▶ **課題一覧**:
#1 イニシアチブの文章から、「どのようにしてイニシアチブを決めていけば良いのか」と「くのが良いのかなと思います。」の間を、両端の語句も含めて書き出してください。
#2 次の(a)〜(c)がイニシアチブの文章と合っているか、それぞれ「はい」か「いいえ」で答え、根拠となる文章の言葉を正確に引用してください。(a) 大手企業の中には、主要なイニシアチブ全てに加入している会社もある。(b) 加入するイニシアチブは1個だけに限られる。(c) 中小企業にお勧めのイニシアチブとして、TCFDが挙げられている。

▶ **対象の文章**:
# # # # # # #
選定すべきイニシアチブに関しては、我々の方では上記のような区分けをしています。
どのようにしてイニシアチブを決めていけば良いのか
イニシアチブにもそれぞれ特徴があるので、目的に合うものを選ぶと良いでしょう。
例えば、金融機関を強く意識するのであれば、TCFDが候補に挙げられます。
TCFDの情報開示は多くの投資家も注目しているので、金融機関に対して訴求をしたいなら、TCFDに入る…このようにして、決めていきます。
加入するイニシアチブは1個だけですか?
複数入っている会社も多いです。
大手企業であれば、主要なイニシアチブ全てに加入しているという会社もあります。
ただし、イニシアチブを掲げる為には、設定した目標をクリアしていかなくてはならないので、まずは順番に一個ずつ入っていくのが良いのかなと思います。
中小企業の方にお勧めのイニシアチブは?
再エネ100宣言です。
# # # # # # #
▶ **提示資料**:

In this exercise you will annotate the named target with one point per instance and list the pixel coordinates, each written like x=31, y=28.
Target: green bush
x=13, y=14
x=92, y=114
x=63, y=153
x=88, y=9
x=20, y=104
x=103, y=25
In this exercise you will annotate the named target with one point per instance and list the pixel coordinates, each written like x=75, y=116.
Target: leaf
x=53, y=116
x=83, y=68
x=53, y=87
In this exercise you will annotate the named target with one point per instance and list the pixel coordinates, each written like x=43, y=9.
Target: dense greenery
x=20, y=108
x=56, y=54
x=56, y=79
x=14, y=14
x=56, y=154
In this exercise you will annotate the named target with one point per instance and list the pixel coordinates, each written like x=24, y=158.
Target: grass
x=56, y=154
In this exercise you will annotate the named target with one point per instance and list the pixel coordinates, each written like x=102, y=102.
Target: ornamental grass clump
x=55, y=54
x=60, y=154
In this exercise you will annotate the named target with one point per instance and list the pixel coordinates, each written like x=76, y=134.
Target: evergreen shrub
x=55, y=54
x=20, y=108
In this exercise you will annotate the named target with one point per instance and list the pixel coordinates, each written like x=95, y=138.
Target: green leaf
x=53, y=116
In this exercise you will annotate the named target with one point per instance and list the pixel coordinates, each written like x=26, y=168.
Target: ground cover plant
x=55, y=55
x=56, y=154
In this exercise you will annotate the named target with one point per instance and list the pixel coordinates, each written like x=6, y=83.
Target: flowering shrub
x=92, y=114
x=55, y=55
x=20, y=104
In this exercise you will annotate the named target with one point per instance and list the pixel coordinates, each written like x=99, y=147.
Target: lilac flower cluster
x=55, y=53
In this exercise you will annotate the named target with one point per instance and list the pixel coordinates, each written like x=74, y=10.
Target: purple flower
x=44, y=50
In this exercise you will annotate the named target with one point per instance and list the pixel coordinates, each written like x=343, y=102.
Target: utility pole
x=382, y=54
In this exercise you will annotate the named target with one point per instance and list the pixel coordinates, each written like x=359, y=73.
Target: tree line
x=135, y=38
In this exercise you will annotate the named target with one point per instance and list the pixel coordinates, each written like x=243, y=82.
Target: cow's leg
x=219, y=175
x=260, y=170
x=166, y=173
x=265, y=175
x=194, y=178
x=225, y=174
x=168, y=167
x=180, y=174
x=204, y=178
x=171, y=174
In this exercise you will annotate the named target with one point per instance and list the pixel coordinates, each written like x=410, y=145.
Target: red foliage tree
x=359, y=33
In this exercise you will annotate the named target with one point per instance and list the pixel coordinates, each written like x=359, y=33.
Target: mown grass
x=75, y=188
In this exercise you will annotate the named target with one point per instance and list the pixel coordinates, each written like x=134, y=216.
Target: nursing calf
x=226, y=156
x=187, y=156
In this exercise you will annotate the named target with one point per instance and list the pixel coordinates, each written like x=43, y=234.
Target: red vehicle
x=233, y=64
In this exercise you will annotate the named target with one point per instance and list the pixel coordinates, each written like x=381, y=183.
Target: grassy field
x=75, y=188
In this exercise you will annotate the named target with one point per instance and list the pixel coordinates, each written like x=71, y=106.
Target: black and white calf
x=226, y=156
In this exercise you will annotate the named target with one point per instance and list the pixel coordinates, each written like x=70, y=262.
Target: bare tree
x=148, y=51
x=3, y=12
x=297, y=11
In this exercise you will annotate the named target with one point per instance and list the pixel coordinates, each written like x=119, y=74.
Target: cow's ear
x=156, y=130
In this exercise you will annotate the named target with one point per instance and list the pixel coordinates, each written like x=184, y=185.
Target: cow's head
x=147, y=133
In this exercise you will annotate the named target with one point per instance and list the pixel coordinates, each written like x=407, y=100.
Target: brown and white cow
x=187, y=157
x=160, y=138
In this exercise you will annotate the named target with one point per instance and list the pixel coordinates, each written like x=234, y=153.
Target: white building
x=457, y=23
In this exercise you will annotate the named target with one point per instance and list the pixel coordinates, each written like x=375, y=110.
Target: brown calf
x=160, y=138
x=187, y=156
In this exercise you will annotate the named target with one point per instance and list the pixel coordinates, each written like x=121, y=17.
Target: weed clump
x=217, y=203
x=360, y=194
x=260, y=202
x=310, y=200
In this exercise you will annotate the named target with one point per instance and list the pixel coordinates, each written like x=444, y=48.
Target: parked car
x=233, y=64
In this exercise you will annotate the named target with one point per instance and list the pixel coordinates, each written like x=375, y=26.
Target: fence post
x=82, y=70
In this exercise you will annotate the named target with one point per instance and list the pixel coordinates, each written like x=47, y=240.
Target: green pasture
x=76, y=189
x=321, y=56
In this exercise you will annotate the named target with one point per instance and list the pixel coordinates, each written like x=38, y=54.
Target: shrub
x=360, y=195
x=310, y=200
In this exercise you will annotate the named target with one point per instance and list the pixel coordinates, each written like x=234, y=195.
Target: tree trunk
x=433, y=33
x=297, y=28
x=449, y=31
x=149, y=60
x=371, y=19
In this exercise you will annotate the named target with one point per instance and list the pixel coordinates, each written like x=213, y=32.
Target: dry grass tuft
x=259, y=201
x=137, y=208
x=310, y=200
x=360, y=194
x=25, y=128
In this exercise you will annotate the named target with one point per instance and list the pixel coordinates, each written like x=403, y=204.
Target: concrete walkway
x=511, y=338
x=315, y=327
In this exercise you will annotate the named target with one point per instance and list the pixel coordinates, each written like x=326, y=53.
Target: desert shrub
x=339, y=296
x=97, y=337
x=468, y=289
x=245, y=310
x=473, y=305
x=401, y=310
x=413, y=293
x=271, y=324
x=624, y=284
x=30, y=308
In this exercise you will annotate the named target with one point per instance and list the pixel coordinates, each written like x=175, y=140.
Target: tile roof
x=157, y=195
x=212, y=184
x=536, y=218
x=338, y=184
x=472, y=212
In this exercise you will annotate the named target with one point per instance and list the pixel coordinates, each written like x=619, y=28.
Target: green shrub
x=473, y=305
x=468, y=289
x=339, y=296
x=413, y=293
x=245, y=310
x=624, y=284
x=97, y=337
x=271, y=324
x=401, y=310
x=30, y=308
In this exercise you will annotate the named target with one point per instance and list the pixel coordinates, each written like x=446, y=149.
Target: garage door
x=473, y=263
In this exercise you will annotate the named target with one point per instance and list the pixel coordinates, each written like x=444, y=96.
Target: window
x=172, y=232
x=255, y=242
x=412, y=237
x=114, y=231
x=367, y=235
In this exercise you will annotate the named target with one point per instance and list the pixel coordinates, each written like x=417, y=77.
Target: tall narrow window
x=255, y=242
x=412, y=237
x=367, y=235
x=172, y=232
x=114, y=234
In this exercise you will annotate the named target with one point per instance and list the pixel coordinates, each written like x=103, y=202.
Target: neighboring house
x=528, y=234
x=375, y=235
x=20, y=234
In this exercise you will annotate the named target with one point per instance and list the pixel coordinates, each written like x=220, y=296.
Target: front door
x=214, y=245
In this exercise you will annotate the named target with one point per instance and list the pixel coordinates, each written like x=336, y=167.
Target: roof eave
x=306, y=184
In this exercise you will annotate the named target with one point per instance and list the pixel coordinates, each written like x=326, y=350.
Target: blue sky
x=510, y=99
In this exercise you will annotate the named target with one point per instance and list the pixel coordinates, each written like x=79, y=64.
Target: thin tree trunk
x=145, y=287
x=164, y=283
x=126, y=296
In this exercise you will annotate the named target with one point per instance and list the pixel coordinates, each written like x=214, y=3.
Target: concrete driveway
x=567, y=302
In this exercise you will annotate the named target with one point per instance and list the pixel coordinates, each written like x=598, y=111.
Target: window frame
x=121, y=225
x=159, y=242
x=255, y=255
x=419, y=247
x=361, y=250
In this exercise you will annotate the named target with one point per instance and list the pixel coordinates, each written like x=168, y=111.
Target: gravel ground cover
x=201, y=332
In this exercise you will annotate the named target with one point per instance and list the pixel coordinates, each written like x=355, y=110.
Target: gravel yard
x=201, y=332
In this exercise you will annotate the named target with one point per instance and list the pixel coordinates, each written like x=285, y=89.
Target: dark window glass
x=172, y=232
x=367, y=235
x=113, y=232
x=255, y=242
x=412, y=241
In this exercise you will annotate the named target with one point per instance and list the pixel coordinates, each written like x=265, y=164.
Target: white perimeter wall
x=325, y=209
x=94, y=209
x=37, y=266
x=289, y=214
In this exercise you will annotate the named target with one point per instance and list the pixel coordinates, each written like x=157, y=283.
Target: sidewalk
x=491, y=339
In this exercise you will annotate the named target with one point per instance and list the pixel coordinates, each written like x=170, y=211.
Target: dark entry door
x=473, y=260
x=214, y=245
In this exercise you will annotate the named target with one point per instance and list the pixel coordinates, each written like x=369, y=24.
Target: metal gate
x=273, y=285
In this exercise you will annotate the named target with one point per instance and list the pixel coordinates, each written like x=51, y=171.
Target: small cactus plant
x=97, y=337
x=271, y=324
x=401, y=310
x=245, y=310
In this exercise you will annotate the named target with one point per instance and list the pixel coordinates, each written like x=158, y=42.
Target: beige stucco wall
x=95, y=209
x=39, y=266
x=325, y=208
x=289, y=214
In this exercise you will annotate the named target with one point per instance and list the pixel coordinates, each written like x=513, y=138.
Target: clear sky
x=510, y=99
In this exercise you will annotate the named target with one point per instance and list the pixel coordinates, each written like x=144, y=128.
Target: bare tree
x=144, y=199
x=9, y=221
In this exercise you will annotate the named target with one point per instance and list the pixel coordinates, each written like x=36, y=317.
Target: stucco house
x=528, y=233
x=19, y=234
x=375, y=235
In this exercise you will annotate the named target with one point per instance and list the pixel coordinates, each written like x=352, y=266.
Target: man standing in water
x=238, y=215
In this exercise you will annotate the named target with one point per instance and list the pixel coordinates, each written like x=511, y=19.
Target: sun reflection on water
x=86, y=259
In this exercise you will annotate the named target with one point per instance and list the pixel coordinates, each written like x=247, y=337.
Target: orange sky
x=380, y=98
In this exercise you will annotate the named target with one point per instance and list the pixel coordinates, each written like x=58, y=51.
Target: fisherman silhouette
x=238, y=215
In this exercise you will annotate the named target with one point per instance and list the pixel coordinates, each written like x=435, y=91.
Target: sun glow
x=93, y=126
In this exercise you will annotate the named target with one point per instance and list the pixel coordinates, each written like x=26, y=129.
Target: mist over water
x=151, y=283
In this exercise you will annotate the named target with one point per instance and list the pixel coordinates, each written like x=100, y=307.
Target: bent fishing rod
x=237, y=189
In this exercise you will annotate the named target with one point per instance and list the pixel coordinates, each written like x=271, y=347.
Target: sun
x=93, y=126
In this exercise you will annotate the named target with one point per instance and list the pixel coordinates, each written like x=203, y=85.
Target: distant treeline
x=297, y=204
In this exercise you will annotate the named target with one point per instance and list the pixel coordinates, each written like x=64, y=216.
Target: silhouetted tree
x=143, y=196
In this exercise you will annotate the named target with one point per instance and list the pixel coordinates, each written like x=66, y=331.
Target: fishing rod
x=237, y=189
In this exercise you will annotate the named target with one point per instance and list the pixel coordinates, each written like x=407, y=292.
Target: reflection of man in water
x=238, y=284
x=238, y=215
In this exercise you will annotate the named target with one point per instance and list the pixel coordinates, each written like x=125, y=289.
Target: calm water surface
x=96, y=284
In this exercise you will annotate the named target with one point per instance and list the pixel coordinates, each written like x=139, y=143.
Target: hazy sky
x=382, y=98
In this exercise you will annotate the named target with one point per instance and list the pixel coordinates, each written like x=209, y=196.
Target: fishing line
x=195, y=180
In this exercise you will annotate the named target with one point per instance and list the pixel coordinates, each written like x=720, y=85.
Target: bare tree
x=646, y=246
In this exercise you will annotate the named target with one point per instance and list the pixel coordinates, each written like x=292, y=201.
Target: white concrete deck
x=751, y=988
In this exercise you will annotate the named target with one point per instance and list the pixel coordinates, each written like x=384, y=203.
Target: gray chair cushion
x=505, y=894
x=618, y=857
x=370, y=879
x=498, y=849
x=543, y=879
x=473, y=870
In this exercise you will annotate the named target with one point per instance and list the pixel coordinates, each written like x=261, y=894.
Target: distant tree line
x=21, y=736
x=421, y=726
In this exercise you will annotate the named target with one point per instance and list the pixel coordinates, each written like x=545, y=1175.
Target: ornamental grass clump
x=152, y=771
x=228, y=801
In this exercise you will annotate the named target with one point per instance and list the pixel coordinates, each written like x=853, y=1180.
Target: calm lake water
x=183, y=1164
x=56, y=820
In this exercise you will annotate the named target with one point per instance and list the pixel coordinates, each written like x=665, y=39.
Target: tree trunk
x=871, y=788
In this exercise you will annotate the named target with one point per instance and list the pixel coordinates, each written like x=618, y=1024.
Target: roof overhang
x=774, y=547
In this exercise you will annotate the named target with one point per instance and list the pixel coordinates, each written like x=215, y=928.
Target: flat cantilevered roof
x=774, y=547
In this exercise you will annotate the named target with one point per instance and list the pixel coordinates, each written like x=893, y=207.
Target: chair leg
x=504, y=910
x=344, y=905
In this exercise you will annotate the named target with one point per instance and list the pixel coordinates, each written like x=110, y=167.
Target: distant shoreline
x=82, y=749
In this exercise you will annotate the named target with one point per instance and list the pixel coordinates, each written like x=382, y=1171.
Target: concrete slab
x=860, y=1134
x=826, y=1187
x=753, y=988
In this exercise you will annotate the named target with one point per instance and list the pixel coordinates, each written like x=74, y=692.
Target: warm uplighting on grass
# # # # # # #
▶ **解答例**:
#1
どのようにしてイニシアチブを決めていけば良いのか
イニシアチブにもそれぞれ特徴があるので、目的に合うものを選ぶと良いでしょう。
例えば、金融機関を強く意識するのであれば、TCFDが候補に挙げられます。
TCFDの情報開示は多くの投資家も注目しているので、金融機関に対して訴求をしたいなら、TCFDに入る…このようにして、決めていきます。
加入するイニシアチブは1個だけですか?
複数入っている会社も多いです。
大手企業であれば、主要なイニシアチブ全てに加入しているという会社もあります。
ただし、イニシアチブを掲げる為には、設定した目標をクリアしていかなくてはならないので、まずは順番に一個ずつ入っていくのが良いのかなと思います。

#2
(a) はい。「大手企業であれば、主要なイニシアチブ全てに加入しているという会社もあります。」
(b) いいえ。「複数入っている会社も多いです。」
(c) いいえ。「中小企業の方にお勧めのイニシアチブは?」「再エネ100宣言です。」